* **Request**: Please copy the records starting with the line that contains "Can you find the large" and going on through the line that contains "Query: large hanging tricolour flag", swapping "flag" for "banner" and changing nothing else.

+++ Records provided +++

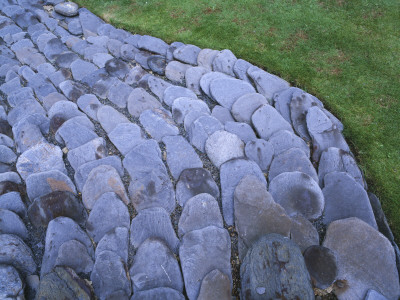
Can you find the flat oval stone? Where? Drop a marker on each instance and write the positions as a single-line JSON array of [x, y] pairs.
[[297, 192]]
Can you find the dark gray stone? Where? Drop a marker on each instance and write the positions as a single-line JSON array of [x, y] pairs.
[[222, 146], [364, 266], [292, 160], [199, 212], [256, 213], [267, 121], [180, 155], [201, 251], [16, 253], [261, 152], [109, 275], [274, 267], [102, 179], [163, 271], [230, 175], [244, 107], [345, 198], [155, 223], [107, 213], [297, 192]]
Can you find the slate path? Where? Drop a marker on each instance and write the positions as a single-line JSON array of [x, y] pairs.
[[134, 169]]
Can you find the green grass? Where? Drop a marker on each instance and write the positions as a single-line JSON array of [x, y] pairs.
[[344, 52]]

+++
+++ Records provided +++

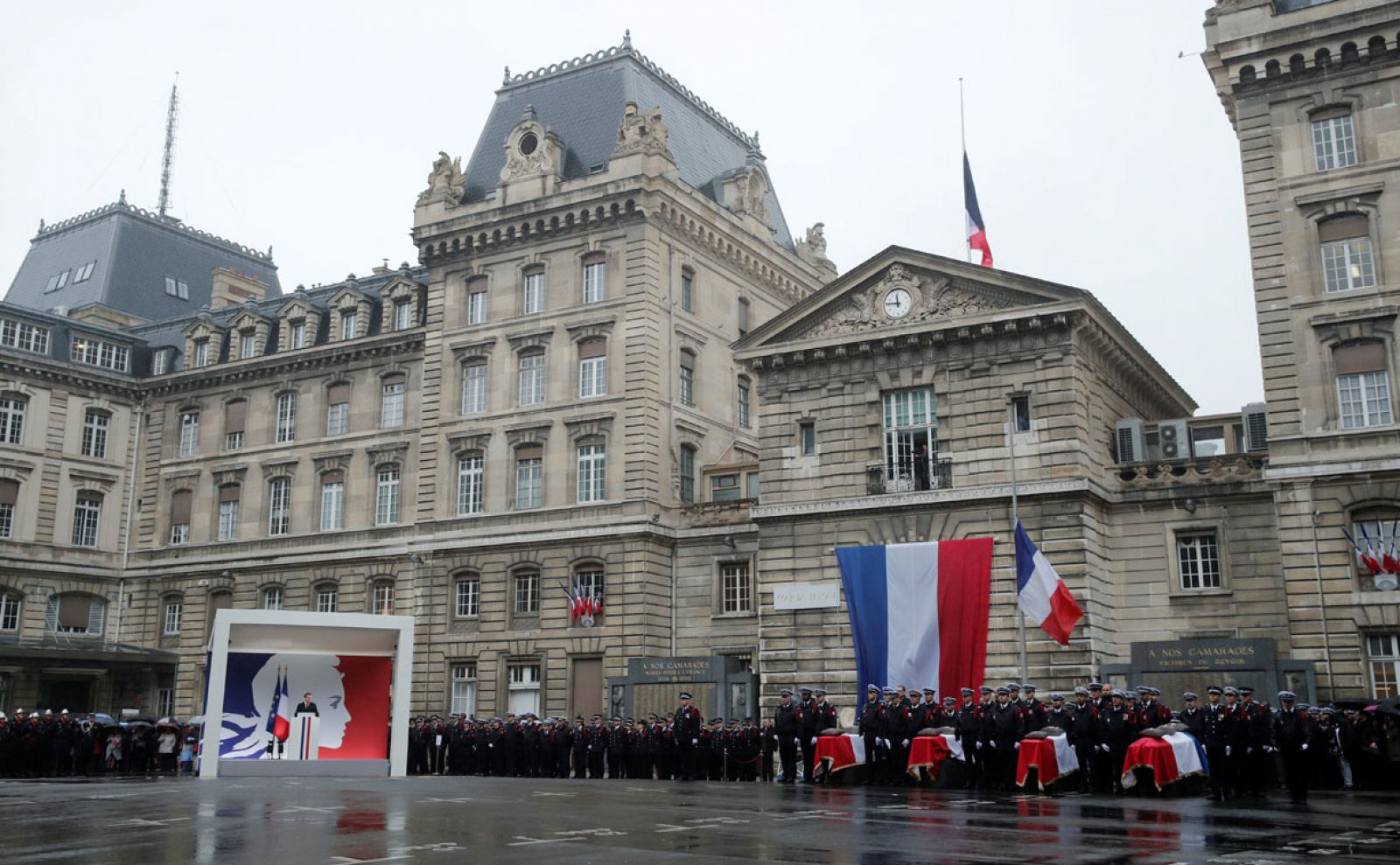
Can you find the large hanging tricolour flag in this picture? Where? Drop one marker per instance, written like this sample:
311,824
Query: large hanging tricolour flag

+++
+++ Records provided +++

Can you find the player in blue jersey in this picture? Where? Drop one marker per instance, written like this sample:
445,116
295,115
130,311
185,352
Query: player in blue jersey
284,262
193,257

+++

* **Solution for this problem**:
Can you find the large hanging tricolour banner in this picture? Where? Drop one marker per instance, written like this sample:
311,824
Query: large hanging tricolour banner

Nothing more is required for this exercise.